> [DOCUMENT]
Hacker News new | past | comments | ask | show | jobs | submit login
Webwatch (github.com/jgrahamc)
105 points by jgrahamc on Oct 26, 2015 | hide | past | favorite | 57 comments



crontab -l | {cat; echo " * * * * * if curl 'https://mysite/' | grep -q mysubstring; then echo 'found it'; fi"} | crontab -


I've watched this command change repeatedly as you've been editing it to make it work.

This is a good example of why I didn't do this in the shell.


By looking through the git history of your project, it doesn't seem you got it correct the first time either. I don't think gluing "UNIX tools" together biggest strength is "make it work fast & on the first try", but "have independent tools that does 'one thing' well".

In relation to your tool, I think curl provides very many more features that are easily accessible through command flags than the limited subset of HTTP capabilities you expose (for example, basic auth or different set of headers). The same argument goes for mailing, setting headers or such.

With that said, tools that does one thing and does it well are the ones that gets used, personally I'd just prefer it to be function in <your-shell> instead :)


Yeah. The 'git log' really shows all the changes I had to make to the README. Oh, and an error message.


I mean, a tool can be really useful (I write tools this size all the time) but some of them needs tweaks forever. I just think some 'tweaks' are already solved by other projects, that's why using already written tools that are somewhat UNIX-y sounds like a good idea to me. That's what I tried to say; of course I don't want you to write a 100% complete program in the first commit, that would make everything I write look really bad in comparison. Just be prepared for that pull request that lands basic auth in your project, and the next PR after that :)

> [INFORMATION PROVIDED]
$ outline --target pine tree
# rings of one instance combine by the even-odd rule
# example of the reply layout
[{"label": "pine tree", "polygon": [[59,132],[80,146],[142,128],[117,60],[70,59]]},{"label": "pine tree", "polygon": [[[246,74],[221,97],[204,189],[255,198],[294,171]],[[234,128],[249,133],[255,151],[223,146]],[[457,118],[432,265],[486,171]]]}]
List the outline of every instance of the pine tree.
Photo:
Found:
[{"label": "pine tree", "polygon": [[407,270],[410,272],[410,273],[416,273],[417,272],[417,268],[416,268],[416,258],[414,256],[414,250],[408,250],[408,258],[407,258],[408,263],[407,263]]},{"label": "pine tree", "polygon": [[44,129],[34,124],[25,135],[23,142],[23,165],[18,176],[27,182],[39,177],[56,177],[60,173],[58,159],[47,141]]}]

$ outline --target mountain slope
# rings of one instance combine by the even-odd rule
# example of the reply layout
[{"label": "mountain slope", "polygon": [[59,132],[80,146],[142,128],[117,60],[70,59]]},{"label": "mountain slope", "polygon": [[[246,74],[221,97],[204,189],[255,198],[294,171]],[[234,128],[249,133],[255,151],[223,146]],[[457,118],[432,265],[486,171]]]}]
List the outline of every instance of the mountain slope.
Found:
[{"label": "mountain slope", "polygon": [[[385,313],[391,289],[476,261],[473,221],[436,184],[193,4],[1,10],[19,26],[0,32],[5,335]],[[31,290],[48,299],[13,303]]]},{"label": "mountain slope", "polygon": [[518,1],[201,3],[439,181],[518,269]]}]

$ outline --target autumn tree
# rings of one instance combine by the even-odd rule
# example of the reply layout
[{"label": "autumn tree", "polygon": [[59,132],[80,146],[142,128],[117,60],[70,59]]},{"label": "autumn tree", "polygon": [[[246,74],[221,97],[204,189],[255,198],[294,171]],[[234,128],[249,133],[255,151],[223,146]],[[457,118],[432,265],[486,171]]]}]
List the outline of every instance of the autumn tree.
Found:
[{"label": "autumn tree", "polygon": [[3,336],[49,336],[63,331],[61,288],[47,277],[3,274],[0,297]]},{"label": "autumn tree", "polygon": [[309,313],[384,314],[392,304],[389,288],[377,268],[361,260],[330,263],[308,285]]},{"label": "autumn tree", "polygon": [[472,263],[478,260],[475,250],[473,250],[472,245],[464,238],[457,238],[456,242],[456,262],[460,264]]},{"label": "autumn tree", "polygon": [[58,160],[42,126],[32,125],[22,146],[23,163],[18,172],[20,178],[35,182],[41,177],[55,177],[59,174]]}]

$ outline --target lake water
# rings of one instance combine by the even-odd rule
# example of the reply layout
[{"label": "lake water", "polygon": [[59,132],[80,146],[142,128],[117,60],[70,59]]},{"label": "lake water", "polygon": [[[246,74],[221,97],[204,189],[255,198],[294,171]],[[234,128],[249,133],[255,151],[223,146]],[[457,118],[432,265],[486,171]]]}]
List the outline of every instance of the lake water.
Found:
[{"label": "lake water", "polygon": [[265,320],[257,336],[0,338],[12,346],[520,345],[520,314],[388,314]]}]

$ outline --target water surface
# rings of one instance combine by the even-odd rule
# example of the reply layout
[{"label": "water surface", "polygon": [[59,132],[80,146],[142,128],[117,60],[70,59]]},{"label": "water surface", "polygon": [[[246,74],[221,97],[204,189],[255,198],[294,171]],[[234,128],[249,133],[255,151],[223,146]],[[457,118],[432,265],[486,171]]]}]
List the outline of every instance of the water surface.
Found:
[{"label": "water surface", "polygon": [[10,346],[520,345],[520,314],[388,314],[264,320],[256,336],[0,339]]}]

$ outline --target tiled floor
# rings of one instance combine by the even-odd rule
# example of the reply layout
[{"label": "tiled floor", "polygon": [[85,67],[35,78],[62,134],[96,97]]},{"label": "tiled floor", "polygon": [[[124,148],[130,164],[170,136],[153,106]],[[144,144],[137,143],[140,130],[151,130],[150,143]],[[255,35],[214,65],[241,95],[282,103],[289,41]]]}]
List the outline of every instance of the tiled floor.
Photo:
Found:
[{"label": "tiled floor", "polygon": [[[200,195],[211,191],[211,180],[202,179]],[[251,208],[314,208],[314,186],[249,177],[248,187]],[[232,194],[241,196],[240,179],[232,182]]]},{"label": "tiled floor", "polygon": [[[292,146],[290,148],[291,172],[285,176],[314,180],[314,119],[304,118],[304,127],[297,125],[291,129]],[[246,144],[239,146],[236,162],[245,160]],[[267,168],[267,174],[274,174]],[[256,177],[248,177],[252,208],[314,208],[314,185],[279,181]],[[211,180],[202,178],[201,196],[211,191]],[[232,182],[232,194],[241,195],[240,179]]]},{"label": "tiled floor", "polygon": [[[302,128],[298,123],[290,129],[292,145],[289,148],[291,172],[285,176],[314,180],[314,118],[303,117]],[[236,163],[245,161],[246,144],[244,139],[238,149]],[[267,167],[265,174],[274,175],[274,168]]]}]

> [WRITTEN PROBLEM 1] In the Webwatch thread, which two HTTP capabilities does the commenter give as examples of features that curl offers but the tool does not expose?
> [WRITTEN PROBLEM 2] Select every line of the rows that contains the word "slope".

> [EXERCISE RESULT 1] Basic auth and a different set of headers.

> [EXERCISE RESULT 2]
$ outline --target mountain slope
[{"label": "mountain slope", "polygon": [[59,132],[80,146],[142,128],[117,60],[70,59]]},{"label": "mountain slope", "polygon": [[[246,74],[221,97],[204,189],[255,198],[294,171]],[[234,128],[249,133],[255,151],[223,146]],[[457,118],[432,265],[486,171]]]}]
List the outline of every instance of the mountain slope.
[{"label": "mountain slope", "polygon": [[[385,313],[391,289],[476,261],[473,221],[436,184],[193,4],[1,10],[19,26],[0,32],[5,335]],[[31,290],[48,299],[13,303]]]},{"label": "mountain slope", "polygon": [[518,1],[201,3],[439,181],[518,269]]}]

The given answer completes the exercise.